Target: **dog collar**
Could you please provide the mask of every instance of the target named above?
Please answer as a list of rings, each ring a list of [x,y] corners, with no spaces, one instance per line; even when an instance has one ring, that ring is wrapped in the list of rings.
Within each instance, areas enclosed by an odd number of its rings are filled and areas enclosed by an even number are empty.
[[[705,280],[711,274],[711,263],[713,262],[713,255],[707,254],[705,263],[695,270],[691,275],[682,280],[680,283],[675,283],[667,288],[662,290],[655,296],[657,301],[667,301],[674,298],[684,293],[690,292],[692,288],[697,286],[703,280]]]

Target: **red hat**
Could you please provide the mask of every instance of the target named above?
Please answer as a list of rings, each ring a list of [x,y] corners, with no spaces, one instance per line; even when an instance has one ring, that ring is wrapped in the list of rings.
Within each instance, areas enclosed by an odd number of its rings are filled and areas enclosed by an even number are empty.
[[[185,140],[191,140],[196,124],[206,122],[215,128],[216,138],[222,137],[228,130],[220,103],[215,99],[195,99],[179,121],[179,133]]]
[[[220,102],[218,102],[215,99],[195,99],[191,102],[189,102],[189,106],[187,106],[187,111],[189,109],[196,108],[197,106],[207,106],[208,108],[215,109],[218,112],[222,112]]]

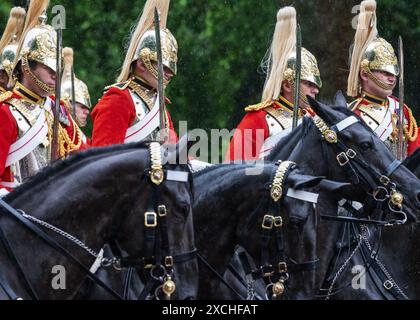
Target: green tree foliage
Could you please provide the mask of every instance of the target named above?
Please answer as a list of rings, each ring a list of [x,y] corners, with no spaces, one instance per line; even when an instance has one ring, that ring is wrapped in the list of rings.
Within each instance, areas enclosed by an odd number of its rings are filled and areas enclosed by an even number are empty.
[[[420,106],[420,6],[410,0],[377,0],[378,24],[394,46],[402,35],[406,54],[406,101]],[[320,98],[330,100],[346,89],[348,56],[354,29],[352,12],[360,1],[295,0],[303,45],[318,58],[324,87]],[[115,82],[124,59],[130,30],[144,0],[51,0],[66,8],[64,44],[75,49],[78,77],[88,83],[95,104],[104,86]],[[0,30],[13,5],[0,4]],[[167,95],[175,123],[189,128],[234,128],[244,107],[260,101],[265,75],[259,67],[269,48],[276,12],[285,0],[176,0],[168,27],[179,43],[179,74]],[[51,14],[50,14],[51,15]],[[396,91],[397,93],[397,91]],[[420,109],[415,108],[419,115]],[[87,128],[89,131],[90,128]]]

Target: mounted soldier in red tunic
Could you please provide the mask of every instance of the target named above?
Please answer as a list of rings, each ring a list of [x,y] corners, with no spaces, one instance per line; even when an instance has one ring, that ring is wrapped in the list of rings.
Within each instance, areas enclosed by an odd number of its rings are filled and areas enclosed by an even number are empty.
[[[92,112],[93,146],[138,142],[154,137],[159,129],[158,63],[154,10],[160,13],[164,85],[177,73],[178,44],[166,29],[169,0],[148,0],[134,31],[118,83],[106,92]],[[166,99],[166,103],[169,100]],[[165,112],[169,142],[177,142],[172,120]]]
[[[47,166],[52,156],[57,34],[46,24],[48,0],[32,0],[13,64],[13,90],[0,100],[0,192]],[[59,105],[57,156],[85,147],[80,129]]]
[[[296,72],[296,10],[284,7],[277,13],[277,25],[267,62],[269,73],[262,102],[245,109],[226,154],[227,161],[258,159],[264,142],[280,132],[289,131],[293,122]],[[322,86],[318,63],[312,53],[301,50],[299,119]]]
[[[355,97],[349,107],[379,136],[395,156],[402,128],[402,159],[420,146],[418,127],[411,109],[404,105],[403,125],[399,125],[399,99],[392,95],[400,74],[394,48],[380,38],[376,2],[361,4],[348,78],[347,95]]]

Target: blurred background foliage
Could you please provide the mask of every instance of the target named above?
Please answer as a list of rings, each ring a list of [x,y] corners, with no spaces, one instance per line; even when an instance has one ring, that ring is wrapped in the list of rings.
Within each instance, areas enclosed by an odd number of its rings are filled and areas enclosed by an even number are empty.
[[[64,45],[75,50],[75,70],[96,104],[103,88],[115,82],[130,30],[145,0],[51,0],[66,9]],[[2,0],[0,30],[12,6],[27,0]],[[420,117],[420,4],[377,0],[380,35],[396,48],[404,39],[406,102]],[[277,10],[293,5],[303,45],[318,59],[324,87],[319,98],[331,100],[346,89],[349,47],[355,30],[356,0],[172,0],[168,27],[179,43],[179,74],[167,96],[175,126],[234,128],[244,107],[260,101],[265,75],[260,68],[276,23]],[[51,11],[49,12],[52,16]],[[395,94],[398,94],[396,91]],[[91,123],[86,128],[89,134]]]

* [Exercise]: Reproduce all of the records above with "mask" changed to "outline" wherever it occurs and everything else left as it is. Leave the pictures out of your answer.

* [Task answer]:
Target: **dog collar**
Could you please provide the outline of every instance of the target named above?
Please answer as a list of rings, each ring a list of [x,y] corners, with no spaces, one instance per line; even when an instance has one ring, that ring is wrapped in the list of rings.
Within each instance, areas enclosed by an odd number of its rings are filled and areas enclosed by an even number are empty.
[[[705,280],[711,274],[711,263],[713,262],[713,255],[707,254],[705,263],[695,270],[691,275],[682,280],[680,283],[675,283],[667,288],[662,290],[655,296],[657,301],[667,301],[674,298],[684,293],[690,292],[692,288],[697,286],[703,280]]]

Target: **red hat**
Could you please provide the outline of every instance of the target named above?
Please answer as a list of rings, each ring a list of [x,y] corners, with no spaces, one instance per line; even when an instance has one ring, that ring is wrapped in the list of rings.
Within each instance, areas enclosed by an odd number of its rings are filled and areas enclosed by an even number are empty.
[[[185,140],[191,140],[196,124],[206,122],[215,128],[216,138],[222,137],[228,130],[220,103],[215,99],[195,99],[179,121],[179,133]]]
[[[220,102],[218,102],[215,99],[195,99],[191,102],[189,102],[189,106],[187,106],[187,111],[189,109],[196,108],[197,106],[207,106],[208,108],[215,109],[218,112],[222,112]]]

Target: green tree foliage
Could you please provide the outline of every instance of the target named above?
Please answer as a list of rings, each ring a list of [x,y] corners, with no spaces, one instance per line; even when an instance has one ring, that ring is wrapped in the list of rings.
Within each instance, areas enclosed by an odd number of its rings are filled and areas enclosed by an even number are empty.
[[[420,106],[420,6],[410,0],[377,0],[378,24],[394,46],[402,35],[406,54],[406,101]],[[320,98],[330,100],[346,89],[348,56],[354,29],[352,12],[360,1],[295,0],[303,45],[318,58],[324,87]],[[115,82],[124,59],[130,30],[144,0],[51,0],[66,8],[64,44],[75,49],[78,77],[88,83],[95,104],[104,86]],[[0,30],[13,5],[0,4]],[[167,95],[175,123],[189,128],[234,128],[244,107],[260,101],[265,75],[259,67],[269,48],[276,12],[285,0],[176,0],[168,27],[179,43],[179,74]],[[51,14],[50,14],[51,15]],[[396,91],[397,93],[397,91]],[[420,109],[415,108],[419,115]],[[87,128],[89,131],[90,128]]]

Target: mounted soldier in red tunic
Could you please provide the outline of every instance of the target named above?
Please answer as a list of rings, each ring a list of [x,y] corners, with no spaces, one instance per line; even when an instance has one ring, that ring is wrapped in the list of rings.
Within each instance, areas enclosed by an odd number of its rings are filled and areas enclosed by an even number are empty.
[[[92,112],[93,146],[138,142],[154,137],[159,129],[158,63],[154,10],[160,13],[164,85],[177,73],[178,44],[166,29],[169,0],[148,0],[134,31],[118,83],[106,92]],[[166,99],[166,103],[169,100]],[[165,112],[169,142],[177,142],[172,120]]]
[[[47,166],[52,156],[57,34],[46,24],[48,0],[32,0],[13,64],[13,90],[0,100],[0,192]],[[59,105],[57,156],[85,147],[80,129]]]
[[[296,72],[296,10],[284,7],[277,13],[277,25],[267,62],[269,73],[262,102],[245,109],[226,154],[227,161],[258,159],[264,142],[280,132],[289,131],[293,122]],[[322,86],[318,63],[312,53],[301,50],[299,119]]]
[[[355,97],[349,107],[379,136],[395,156],[402,128],[402,159],[420,146],[418,127],[411,109],[404,105],[403,125],[399,125],[399,99],[392,95],[400,74],[394,48],[380,38],[376,2],[361,4],[348,78],[347,95]]]

Target: blurred background foliage
Could you please provide the outline of every instance of the target named above?
Please answer as a list of rings, each ring a list of [x,y] corners, with no spaces, one instance per line; even when an instance has one ring, that ring is wrapped in the list of rings.
Within each instance, areas enclosed by an odd number of its rings are filled and areas enclosed by an even number are empty.
[[[64,45],[75,50],[75,70],[96,104],[103,88],[115,82],[130,30],[145,0],[51,0],[66,9]],[[2,0],[0,30],[12,6],[27,0]],[[420,117],[420,4],[377,0],[380,35],[396,48],[404,39],[406,102]],[[277,10],[293,5],[303,45],[318,59],[324,87],[319,98],[331,100],[346,89],[349,47],[355,30],[356,0],[172,0],[168,27],[179,43],[179,74],[167,96],[175,126],[234,128],[244,107],[260,101],[265,75],[260,68],[276,23]],[[51,11],[49,12],[52,16]],[[395,94],[398,94],[396,91]],[[91,123],[86,128],[89,134]]]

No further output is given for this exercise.